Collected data
+ + + + + + +

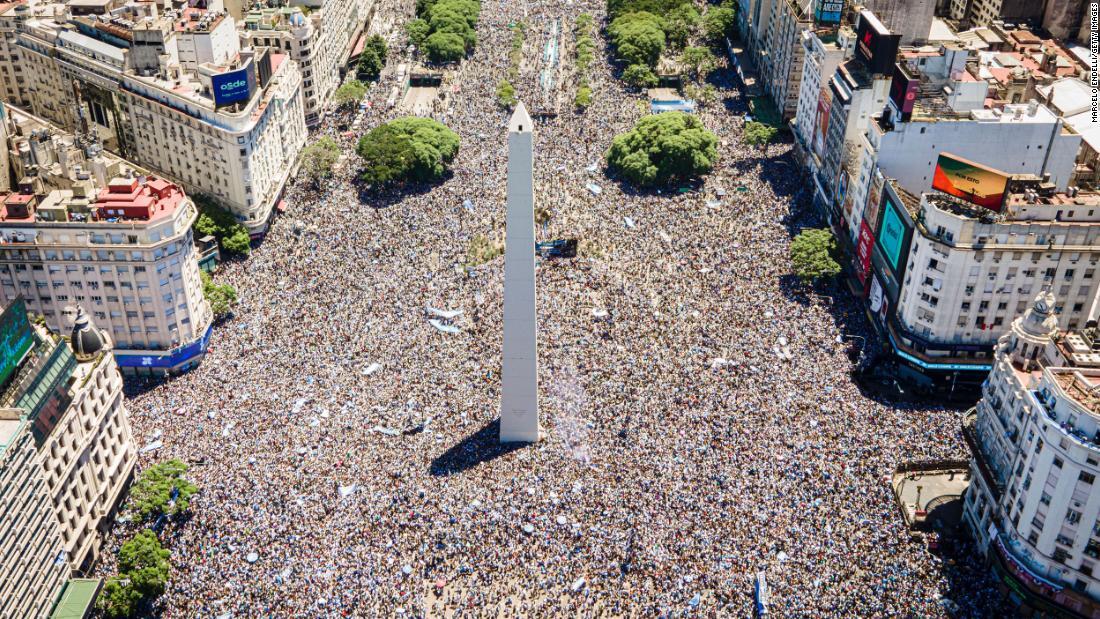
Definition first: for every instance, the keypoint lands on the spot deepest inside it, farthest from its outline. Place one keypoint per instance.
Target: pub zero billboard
(828, 11)
(876, 46)
(232, 87)
(970, 181)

+ + + + + + +

- Goal:
Please give the records above as a two-column CSV with the headers input and output, one row per record. Put each record's text and its answer in a single quoted field, turn line breaks into spaces, and leave the pictures out.

- Result:
input,output
"Definition first: for every instance, the keypoint lands on the spot deepest inside it, farthest from its outline. Place one keypoint per instance. Target: pub zero billboard","(828, 11) (876, 46) (232, 87) (970, 181)"